__What this task involves__:
Give again, word for word, every line below from the one that has "Prompted segmentation: an" through the one that has "12L1 64L54 77L71", both included, and no others.

[Extracted records]

_ _ _ _

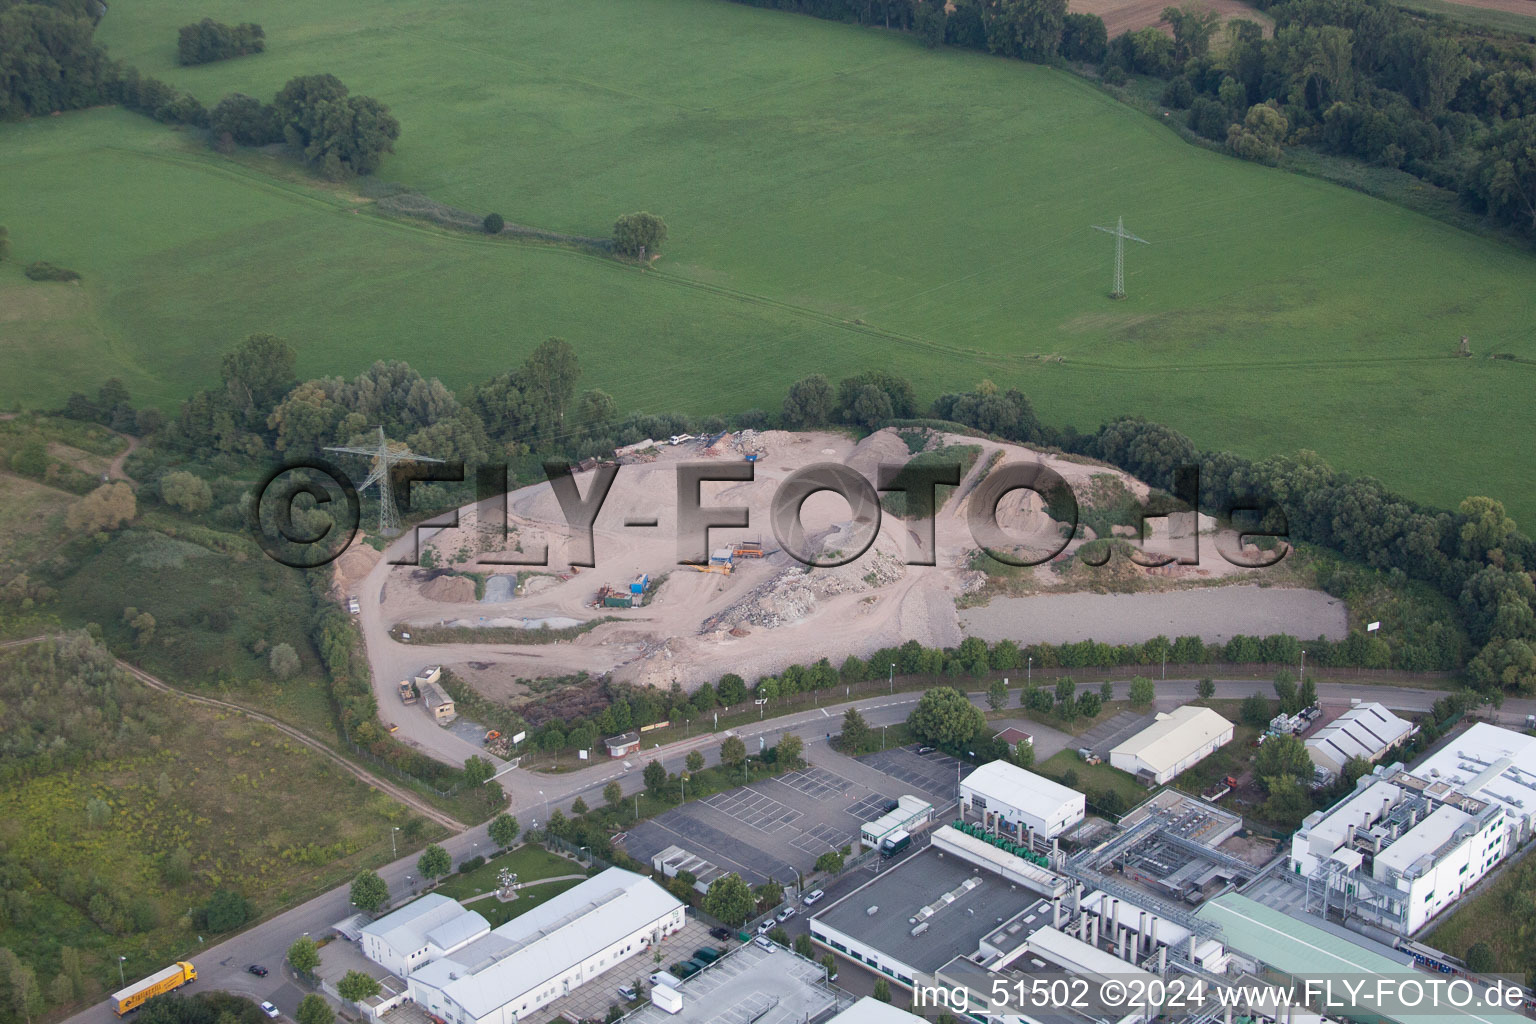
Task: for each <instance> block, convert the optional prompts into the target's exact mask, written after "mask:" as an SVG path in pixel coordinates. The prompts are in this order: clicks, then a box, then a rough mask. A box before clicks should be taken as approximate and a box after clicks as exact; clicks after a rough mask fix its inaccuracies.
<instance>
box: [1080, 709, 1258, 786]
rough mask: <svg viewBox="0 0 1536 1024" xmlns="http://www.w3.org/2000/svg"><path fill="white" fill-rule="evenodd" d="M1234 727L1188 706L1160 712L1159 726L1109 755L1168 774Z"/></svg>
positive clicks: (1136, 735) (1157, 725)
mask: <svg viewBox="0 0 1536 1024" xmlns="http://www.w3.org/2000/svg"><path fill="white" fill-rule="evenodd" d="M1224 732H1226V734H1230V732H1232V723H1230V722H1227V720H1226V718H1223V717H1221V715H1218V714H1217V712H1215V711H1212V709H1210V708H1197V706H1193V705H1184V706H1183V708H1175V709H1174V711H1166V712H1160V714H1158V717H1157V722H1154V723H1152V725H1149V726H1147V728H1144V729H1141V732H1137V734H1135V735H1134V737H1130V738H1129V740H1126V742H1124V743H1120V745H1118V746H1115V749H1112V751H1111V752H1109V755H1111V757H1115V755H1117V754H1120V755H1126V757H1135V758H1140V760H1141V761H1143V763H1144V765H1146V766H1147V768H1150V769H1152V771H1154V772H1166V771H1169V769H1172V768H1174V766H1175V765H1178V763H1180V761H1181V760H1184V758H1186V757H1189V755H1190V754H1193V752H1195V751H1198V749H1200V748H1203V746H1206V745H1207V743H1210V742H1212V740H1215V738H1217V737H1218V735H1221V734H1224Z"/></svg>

_ _ _ _

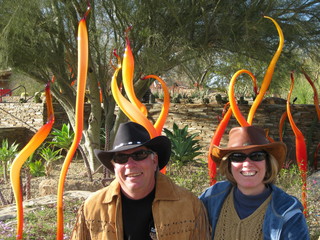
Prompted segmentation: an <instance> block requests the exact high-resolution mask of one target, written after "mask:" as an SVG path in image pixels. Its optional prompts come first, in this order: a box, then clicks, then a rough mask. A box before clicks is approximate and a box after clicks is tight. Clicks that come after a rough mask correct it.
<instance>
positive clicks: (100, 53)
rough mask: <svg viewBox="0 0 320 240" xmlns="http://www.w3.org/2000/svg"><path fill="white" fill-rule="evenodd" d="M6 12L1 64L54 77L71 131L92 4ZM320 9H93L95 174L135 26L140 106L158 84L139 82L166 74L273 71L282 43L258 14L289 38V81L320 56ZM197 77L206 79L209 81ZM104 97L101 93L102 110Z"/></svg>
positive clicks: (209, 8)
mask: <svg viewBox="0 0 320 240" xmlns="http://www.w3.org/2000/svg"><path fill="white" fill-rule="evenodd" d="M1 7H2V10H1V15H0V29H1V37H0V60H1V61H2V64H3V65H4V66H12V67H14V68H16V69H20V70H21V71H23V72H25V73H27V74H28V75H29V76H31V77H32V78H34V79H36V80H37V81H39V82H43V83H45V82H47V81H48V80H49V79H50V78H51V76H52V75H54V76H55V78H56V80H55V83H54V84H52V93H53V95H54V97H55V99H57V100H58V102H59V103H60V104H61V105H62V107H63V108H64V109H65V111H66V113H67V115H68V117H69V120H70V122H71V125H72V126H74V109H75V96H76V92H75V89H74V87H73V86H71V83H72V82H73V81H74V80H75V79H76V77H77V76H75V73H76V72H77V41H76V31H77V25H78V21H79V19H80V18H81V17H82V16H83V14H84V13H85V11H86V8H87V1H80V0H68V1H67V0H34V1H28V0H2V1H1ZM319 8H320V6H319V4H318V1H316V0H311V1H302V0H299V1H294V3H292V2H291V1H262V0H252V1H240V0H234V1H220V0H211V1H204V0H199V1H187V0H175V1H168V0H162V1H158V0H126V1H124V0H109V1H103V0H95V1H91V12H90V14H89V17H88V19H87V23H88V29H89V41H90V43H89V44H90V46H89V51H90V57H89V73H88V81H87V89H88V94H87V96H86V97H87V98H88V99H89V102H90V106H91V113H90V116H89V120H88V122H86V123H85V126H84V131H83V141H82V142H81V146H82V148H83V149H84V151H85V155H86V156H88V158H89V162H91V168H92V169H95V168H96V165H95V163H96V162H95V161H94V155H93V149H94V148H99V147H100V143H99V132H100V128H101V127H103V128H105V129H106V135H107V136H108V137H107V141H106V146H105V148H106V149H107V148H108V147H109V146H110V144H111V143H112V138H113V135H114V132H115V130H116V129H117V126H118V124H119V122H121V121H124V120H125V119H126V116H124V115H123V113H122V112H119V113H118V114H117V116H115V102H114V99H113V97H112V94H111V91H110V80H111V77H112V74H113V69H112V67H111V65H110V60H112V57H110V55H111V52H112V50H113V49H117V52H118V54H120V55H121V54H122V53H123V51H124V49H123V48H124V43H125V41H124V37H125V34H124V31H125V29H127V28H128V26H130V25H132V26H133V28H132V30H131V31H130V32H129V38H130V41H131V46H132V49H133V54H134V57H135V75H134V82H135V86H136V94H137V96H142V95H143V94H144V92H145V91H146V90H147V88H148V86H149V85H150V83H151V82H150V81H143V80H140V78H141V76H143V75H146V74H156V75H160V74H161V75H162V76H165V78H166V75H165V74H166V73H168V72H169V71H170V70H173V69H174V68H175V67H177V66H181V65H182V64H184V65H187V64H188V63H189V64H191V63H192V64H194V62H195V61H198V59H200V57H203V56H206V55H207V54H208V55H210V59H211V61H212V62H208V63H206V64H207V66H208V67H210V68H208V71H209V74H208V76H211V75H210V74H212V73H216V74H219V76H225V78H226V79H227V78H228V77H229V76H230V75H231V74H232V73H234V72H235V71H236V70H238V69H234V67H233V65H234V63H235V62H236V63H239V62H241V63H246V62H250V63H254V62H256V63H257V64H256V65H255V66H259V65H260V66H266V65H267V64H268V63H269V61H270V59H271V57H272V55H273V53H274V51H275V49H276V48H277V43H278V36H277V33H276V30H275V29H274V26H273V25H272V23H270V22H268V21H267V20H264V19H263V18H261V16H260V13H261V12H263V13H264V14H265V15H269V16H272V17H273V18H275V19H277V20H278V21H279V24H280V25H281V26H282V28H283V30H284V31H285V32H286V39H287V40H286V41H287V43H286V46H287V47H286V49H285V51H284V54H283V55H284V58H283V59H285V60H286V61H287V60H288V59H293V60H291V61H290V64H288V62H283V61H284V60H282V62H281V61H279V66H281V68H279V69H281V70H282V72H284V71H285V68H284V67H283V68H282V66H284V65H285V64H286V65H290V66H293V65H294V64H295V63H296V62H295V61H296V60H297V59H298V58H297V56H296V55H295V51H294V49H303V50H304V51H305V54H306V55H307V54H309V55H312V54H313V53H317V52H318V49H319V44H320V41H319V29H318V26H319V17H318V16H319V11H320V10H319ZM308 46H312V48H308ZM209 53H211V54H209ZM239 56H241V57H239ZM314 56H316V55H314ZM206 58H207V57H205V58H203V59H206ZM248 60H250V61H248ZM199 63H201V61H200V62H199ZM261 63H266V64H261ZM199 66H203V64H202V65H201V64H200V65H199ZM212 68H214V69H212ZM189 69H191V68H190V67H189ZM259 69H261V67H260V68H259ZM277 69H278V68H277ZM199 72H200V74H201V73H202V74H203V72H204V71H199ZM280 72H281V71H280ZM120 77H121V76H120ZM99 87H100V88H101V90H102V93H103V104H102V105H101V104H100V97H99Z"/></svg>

_ _ _ _

__Result of the exercise__:
Prompted segmentation: an <instance> block requests the exact high-resolution mask of one target, written after "mask:" as an SVG path in image pixels. Its optional prompts come first, in this order: a box, then clicks, then a rough mask. A box before clicks is approximate and a box after clicks is tight. Clicks that come after a rough mask correct it.
<instance>
positive clicks: (100, 53)
rough mask: <svg viewBox="0 0 320 240" xmlns="http://www.w3.org/2000/svg"><path fill="white" fill-rule="evenodd" d="M6 12L1 64L54 77L71 131L92 4ZM320 9H93L95 174L135 26L140 106L158 84L139 82L166 74L273 71L282 43L258 14L289 38V81L320 56ZM197 77L206 79L209 81ZM104 97L101 93L102 110Z"/></svg>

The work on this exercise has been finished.